** Exercise brief **
Rewrite the listing below as a numbered list, one line per item, leaving out any blank lines.
══════
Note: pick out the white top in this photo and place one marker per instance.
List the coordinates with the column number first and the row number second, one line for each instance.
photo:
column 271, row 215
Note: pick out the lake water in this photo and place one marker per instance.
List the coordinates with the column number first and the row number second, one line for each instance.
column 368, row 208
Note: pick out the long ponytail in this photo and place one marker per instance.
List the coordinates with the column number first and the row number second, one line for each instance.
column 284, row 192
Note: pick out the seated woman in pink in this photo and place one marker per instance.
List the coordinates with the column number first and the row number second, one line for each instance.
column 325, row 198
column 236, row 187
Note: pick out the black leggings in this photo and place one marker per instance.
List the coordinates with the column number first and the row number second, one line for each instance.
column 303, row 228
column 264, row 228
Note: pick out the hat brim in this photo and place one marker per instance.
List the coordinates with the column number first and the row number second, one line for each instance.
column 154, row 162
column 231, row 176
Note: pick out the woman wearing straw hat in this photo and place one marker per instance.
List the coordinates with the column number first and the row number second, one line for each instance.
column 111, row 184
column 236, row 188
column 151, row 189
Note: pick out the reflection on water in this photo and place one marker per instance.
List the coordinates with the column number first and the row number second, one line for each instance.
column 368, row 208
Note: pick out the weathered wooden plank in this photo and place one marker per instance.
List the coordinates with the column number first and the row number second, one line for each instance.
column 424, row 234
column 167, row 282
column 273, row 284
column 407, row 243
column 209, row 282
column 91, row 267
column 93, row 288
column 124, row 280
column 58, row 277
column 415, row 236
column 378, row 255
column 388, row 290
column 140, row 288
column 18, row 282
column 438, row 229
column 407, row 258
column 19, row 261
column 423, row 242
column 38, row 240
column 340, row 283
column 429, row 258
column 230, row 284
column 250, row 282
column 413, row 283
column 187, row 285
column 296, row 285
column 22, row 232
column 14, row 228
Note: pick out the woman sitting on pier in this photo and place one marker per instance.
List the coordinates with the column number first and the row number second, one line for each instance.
══════
** Correct answer **
1. Note: pick out the white top in this photo and place one marker per instance.
2. List the coordinates with the column number first and the row number second, one line for each instance.
3. photo:
4. column 271, row 215
5. Note: pick out the lake water in this photo and place one marker per instance.
6. List the coordinates with the column number first and the row number second, one line for each instance.
7. column 368, row 208
8. Note: pick out the long ponytail in this photo and place one marker per instance.
9. List the coordinates with the column number first and the row number second, one line for each instance.
10. column 284, row 192
11. Note: pick out the seated woman in pink in this photo and place one marker per instance.
12. List the coordinates with the column number first and the row number second, one line for each instance.
13. column 325, row 198
14. column 236, row 187
15. Note: pick out the black leggings in this photo and place one marker per instance.
16. List the coordinates with the column number first and the row number second, one line for each instance.
17. column 303, row 228
18. column 264, row 228
19. Note: pick out the hat brim in this photo and place one marker per instance.
20. List the coordinates with the column number first and the row number second, one line for each instance.
21. column 154, row 162
22. column 231, row 176
23. Note: pick out the woman wearing straw hat in this photo and place one marker per instance.
24. List the coordinates with the column number first and the row number second, one line for each instance.
25. column 111, row 184
26. column 236, row 188
27. column 151, row 189
28. Note: pick out the reflection on water in this photo and place one marker per instance.
29. List the coordinates with the column number first and the row number second, one line for each instance.
30. column 368, row 208
31. Note: pick out the weathered wooden plank in this photo and place one marker per instance.
32. List the coordinates with the column number first and the row number second, one line for each instance.
33. column 424, row 234
34. column 167, row 282
35. column 273, row 284
36. column 407, row 243
37. column 209, row 282
38. column 91, row 267
39. column 93, row 288
40. column 124, row 280
41. column 58, row 277
42. column 415, row 236
43. column 378, row 255
44. column 388, row 290
45. column 140, row 288
46. column 18, row 282
47. column 438, row 229
48. column 407, row 258
49. column 19, row 261
50. column 423, row 242
51. column 38, row 240
52. column 340, row 283
53. column 429, row 258
54. column 230, row 284
55. column 250, row 282
56. column 413, row 283
57. column 187, row 285
58. column 296, row 285
59. column 22, row 232
60. column 14, row 228
61. Note: pick out the woman sitting on pier in this photo and place one marker per instance.
62. List the coordinates with the column number first and the row number second, one line for each instance.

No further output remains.